**Input rows:**

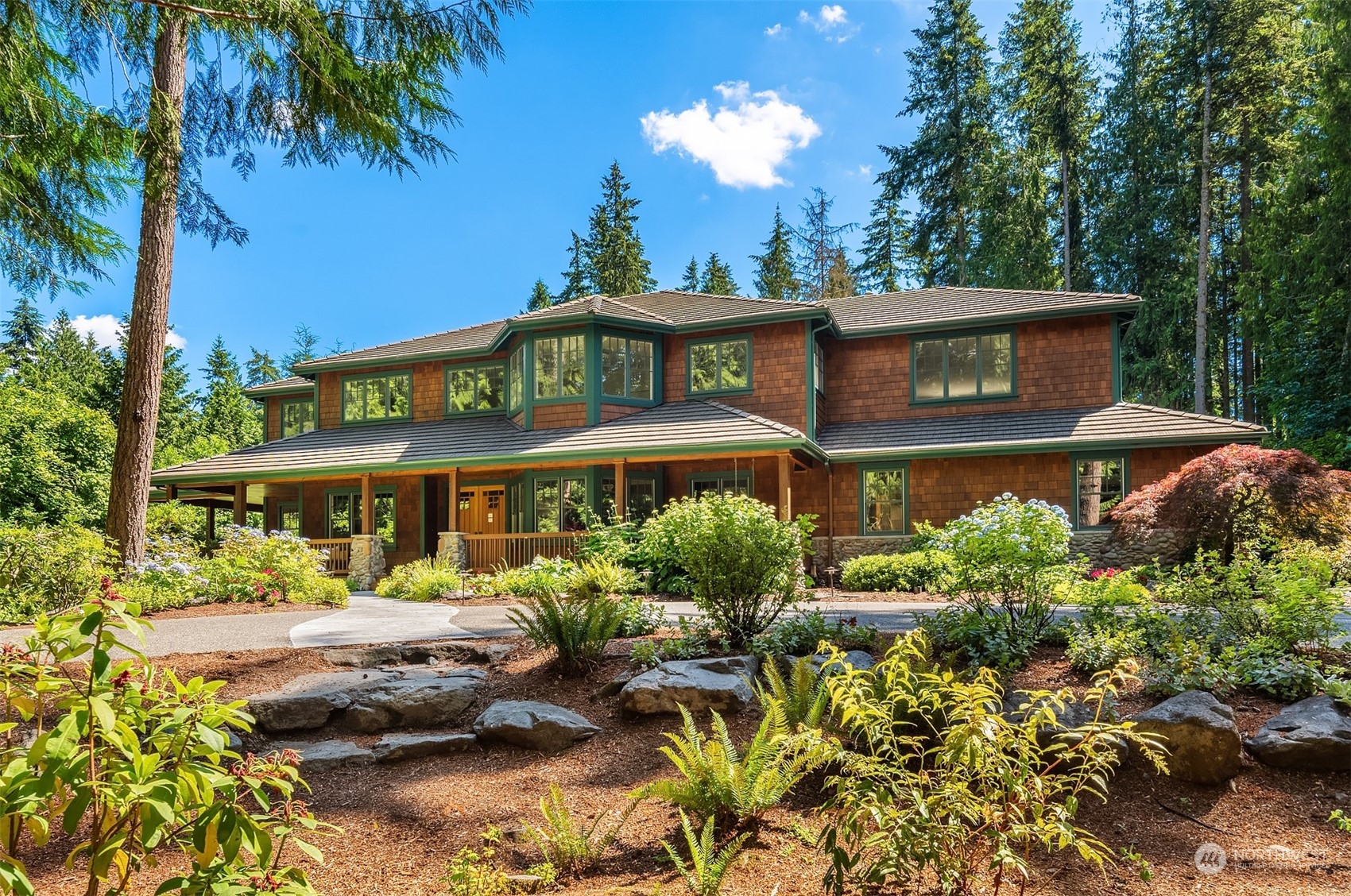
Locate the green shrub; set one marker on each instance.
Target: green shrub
(743, 563)
(941, 787)
(44, 570)
(912, 571)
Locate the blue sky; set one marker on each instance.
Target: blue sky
(795, 96)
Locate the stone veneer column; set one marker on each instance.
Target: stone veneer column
(453, 550)
(366, 563)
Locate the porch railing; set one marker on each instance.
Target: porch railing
(519, 548)
(339, 554)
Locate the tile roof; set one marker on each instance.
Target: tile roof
(693, 425)
(1031, 430)
(965, 305)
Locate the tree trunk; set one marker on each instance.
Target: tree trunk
(1202, 260)
(149, 326)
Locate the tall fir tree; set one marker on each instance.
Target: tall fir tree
(818, 243)
(776, 274)
(945, 166)
(718, 277)
(614, 249)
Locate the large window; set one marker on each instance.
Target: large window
(377, 397)
(345, 515)
(297, 416)
(559, 366)
(559, 504)
(722, 365)
(473, 389)
(1098, 486)
(625, 367)
(720, 484)
(962, 367)
(517, 382)
(884, 501)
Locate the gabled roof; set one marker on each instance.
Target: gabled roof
(688, 427)
(943, 307)
(1031, 431)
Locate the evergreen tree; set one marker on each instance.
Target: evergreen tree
(540, 297)
(718, 277)
(614, 249)
(818, 245)
(774, 270)
(691, 281)
(887, 237)
(943, 168)
(260, 369)
(579, 278)
(1047, 89)
(226, 411)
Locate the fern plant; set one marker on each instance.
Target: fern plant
(801, 695)
(569, 845)
(706, 865)
(718, 779)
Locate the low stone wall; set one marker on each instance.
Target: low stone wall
(1100, 546)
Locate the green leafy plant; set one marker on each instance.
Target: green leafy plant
(567, 844)
(743, 564)
(135, 760)
(708, 865)
(938, 786)
(718, 779)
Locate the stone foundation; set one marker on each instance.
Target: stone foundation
(366, 563)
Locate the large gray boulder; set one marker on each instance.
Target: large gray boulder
(1314, 734)
(1202, 743)
(532, 725)
(719, 683)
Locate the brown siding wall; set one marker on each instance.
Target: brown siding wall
(1061, 363)
(779, 372)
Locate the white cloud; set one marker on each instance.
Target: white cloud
(106, 330)
(745, 142)
(831, 21)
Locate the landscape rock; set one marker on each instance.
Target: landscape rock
(532, 725)
(1202, 743)
(396, 747)
(1314, 734)
(324, 756)
(719, 683)
(310, 701)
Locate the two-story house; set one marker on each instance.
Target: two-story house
(497, 442)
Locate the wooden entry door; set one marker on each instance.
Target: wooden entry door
(482, 509)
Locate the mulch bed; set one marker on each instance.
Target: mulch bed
(401, 822)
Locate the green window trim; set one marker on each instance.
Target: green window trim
(722, 353)
(306, 419)
(985, 355)
(901, 467)
(486, 380)
(1123, 489)
(358, 388)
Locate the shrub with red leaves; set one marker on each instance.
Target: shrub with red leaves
(1225, 498)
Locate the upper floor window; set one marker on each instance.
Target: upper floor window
(719, 365)
(962, 367)
(559, 366)
(625, 367)
(517, 382)
(472, 389)
(297, 416)
(377, 397)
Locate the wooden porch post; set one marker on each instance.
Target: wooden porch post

**Aim of the task:**
Reproduce every item above word for word, and leave the pictures out of your answer.

**Correct result:**
Locate the green shrub; set one marker on each instance.
Target: green shrub
(743, 563)
(941, 787)
(44, 570)
(912, 571)
Locate the blue sky; set one marker on each instance.
Target: blue sky
(795, 96)
Locate the stone veneer column; set one marker on each instance.
Target: stone veneer column
(453, 550)
(366, 563)
Locate the porch railing; set one marker on each instance.
Target: porch railing
(519, 548)
(339, 554)
Locate the tile roof; set one marker on each instance.
Target: tile roof
(693, 425)
(1031, 430)
(965, 305)
Locate the tree trunk; set one marker on each instance.
Target: tree trunk
(1202, 260)
(149, 326)
Locate the tall fir tree; set one marker on each instance.
Target: tall fir tree
(818, 243)
(776, 274)
(945, 166)
(718, 277)
(614, 249)
Locate the large window; set one marker on each instance.
Target: large window
(377, 397)
(345, 515)
(297, 416)
(559, 366)
(559, 504)
(722, 365)
(473, 389)
(1098, 486)
(625, 367)
(720, 484)
(962, 367)
(517, 382)
(884, 501)
Locate the gabled roof; set one marker on each instance.
Target: gabled roof
(688, 427)
(943, 307)
(1031, 431)
Locate the evergreen tree; set one marker on each instance.
Target: evergreen tree
(540, 297)
(718, 277)
(614, 249)
(818, 245)
(774, 270)
(691, 281)
(887, 237)
(943, 168)
(260, 369)
(579, 278)
(1047, 89)
(226, 411)
Locate the fern plant; set one marker on each instance.
Target: fern plant
(801, 695)
(569, 845)
(706, 865)
(718, 779)
Locate the low stone wall; set one marker on each instance.
Target: low stone wall
(1100, 546)
Locate the green leafy plant; set one marker on each instance.
Target: green leafy plant
(567, 844)
(743, 564)
(135, 760)
(708, 865)
(938, 786)
(718, 779)
Locate the stone foundation; set one marker on each instance.
Target: stone foundation
(366, 563)
Locate the large gray boulder; set one marker on each instance.
Target: large gray boulder
(1314, 734)
(1202, 743)
(532, 725)
(719, 683)
Locate the brown siding wall; set one marker on each instance.
Target: brown siding wall
(1061, 363)
(779, 372)
Locate the white cloud; set one marker on each instance.
Target: white cloud
(106, 330)
(745, 142)
(831, 21)
Locate the landscape rock; set one marker on each instance.
Target: landscape rock
(532, 725)
(1202, 743)
(396, 747)
(1314, 734)
(324, 756)
(719, 683)
(310, 701)
Locate the two-story house; set one marker on each instance.
Target: two-story house
(497, 442)
Locate the wooden entry door; set one marker on each instance.
Target: wooden entry door
(482, 509)
Locate the mulch bed; set one marker on each instance.
Target: mulch bed
(401, 822)
Locate the green window trim; set one marker on each instance.
Target: green window trim
(722, 353)
(306, 419)
(985, 355)
(901, 467)
(486, 380)
(1123, 489)
(358, 388)
Locate the shrub with red leaves; set one marker on each instance.
Target: shrub with red leaves
(1225, 498)
Locate the upper floor window; set one marker on each instance.
Target: upper floor window
(719, 365)
(962, 367)
(559, 366)
(625, 367)
(517, 382)
(472, 389)
(297, 416)
(377, 397)
Locate the wooden porch post; set one marker on each instance.
Target: wooden porch post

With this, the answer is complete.